EXERCISE PASSAGE =>
____
NHS to transform operational decision-making with AI
NHS England & NHS Improvement are partnering with UK-based Faculty to help enhance NHS AI forecasting and predictive capabilities, so that data insights can underpin its operational decision-making. The new partnership puts learnings from the Covid-19 data response into practice across the NHS to improve services and care delivery for patients.
The Covid-19 pandemic has driven a high demand for healthcare services and is the largest health crisis that the NHS has ever faced. As part of the data response to the pandemic, the NHS has developed the Early Warning System (EWS).
This first-of-its-kind AI tool is based on Bayesian hierarchical modelling, using aggregate data (eg. Covid-19 positive case numbers, 111 calls and mobility data) to warn hospitals about potential spikes in cases so they can divert staff, beds and vital equipment needed.
There are currently around 1,000 users of the forecasts across the NHS, using the outputs for their own analysis and to help inform the prioritisation of safe care delivery for patients on a daily basis.
The response to the pandemic has demonstrated the importance and impact of using data and machine learning techniques to make predictions about the future and inform more effective decision-making. The techniques applied in the EWS allow forecasts to use specific information from that trust, as well as incorporating a broader set of contextual information that impacts the forecast, such as what’s happening in COVID-19 admissions in other local hospital trusts. This allows the EWS to incorporate much more relevant information into the forecasts for individual trusts than was previously possible.
____
MATERIAL SHOWN =>
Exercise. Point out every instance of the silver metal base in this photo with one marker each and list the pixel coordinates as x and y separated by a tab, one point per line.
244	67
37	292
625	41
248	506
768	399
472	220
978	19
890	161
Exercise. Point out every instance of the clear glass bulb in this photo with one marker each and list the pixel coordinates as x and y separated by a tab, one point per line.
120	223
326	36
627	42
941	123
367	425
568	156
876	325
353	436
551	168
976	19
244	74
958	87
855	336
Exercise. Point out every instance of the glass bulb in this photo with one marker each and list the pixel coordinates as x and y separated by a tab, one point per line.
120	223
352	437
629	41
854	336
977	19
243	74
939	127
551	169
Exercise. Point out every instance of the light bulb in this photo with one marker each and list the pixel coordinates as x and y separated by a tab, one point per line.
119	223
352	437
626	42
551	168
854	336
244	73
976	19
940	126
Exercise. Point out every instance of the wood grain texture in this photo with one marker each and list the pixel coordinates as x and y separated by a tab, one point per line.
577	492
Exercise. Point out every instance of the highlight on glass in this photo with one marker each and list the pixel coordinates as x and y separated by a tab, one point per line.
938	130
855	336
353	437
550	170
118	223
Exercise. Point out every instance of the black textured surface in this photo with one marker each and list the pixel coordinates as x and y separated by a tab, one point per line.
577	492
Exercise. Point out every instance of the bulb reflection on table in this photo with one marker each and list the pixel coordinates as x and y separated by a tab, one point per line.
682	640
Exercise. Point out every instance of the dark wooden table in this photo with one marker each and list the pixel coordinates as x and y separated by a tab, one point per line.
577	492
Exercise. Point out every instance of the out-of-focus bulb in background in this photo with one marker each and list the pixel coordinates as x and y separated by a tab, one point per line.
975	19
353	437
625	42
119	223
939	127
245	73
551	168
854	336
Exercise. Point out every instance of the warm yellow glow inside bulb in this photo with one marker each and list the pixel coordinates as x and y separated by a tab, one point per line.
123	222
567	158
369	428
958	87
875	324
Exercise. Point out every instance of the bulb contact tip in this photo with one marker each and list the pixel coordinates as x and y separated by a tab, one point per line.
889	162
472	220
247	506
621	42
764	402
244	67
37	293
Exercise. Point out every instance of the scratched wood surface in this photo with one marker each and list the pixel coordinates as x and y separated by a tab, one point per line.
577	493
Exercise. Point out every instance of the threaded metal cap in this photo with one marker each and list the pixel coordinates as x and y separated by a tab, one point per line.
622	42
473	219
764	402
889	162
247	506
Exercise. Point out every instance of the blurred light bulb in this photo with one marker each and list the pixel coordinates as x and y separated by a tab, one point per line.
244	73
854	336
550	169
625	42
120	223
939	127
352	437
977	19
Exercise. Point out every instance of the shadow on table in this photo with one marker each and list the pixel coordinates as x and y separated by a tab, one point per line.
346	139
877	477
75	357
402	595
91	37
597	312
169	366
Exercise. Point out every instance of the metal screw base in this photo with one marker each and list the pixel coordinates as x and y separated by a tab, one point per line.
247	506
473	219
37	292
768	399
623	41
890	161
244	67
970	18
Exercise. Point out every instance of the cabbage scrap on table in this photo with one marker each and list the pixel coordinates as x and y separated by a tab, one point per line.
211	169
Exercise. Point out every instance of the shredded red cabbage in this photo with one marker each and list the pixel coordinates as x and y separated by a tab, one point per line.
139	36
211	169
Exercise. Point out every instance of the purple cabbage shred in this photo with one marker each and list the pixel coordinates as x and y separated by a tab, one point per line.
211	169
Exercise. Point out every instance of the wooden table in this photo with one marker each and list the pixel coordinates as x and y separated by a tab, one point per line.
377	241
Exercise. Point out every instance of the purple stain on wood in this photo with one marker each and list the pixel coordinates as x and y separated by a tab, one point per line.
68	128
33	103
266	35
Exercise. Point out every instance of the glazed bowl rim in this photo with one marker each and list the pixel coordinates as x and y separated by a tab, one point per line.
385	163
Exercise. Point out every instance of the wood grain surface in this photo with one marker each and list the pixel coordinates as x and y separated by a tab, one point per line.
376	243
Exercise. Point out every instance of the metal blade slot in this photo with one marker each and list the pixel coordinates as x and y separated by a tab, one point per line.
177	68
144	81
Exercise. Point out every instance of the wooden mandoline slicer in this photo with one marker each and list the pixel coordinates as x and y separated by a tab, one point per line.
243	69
____
ACTIVITIES =>
(a) Using the article on NHS forecasting, say whether each statement agrees with it. Answer yes or no for each, and quote the deciding words. (i) The Early Warning System is meant to warn hospitals about potential spikes in cases. (ii) About 10,000 people across the NHS use the forecasts. (iii) The forecasts for a trust draw only on information from that trust.
(b) Print the part of the article on NHS forecasting that opens with the words containing "The Covid-19 pandemic" and closes with "vital equipment needed.".

WRITTEN ANSWERS =>
(a)
(i) Yes: "to warn hospitals about potential spikes in cases so they can divert staff, beds and vital equipment needed"
(ii) No: "There are currently around 1,000 users of the forecasts across the NHS"
(iii) No: "allow forecasts to use specific information from that trust, as well as incorporating a broader set of contextual information that impacts the forecast"

(b)
The Covid-19 pandemic has driven a high demand for healthcare services and is the largest health crisis that the NHS has ever faced. As part of the data response to the pandemic, the NHS has developed the Early Warning System (EWS).
This first-of-its-kind AI tool is based on Bayesian hierarchical modelling, using aggregate data (eg. Covid-19 positive case numbers, 111 calls and mobility data) to warn hospitals about potential spikes in cases so they can divert staff, beds and vital equipment needed.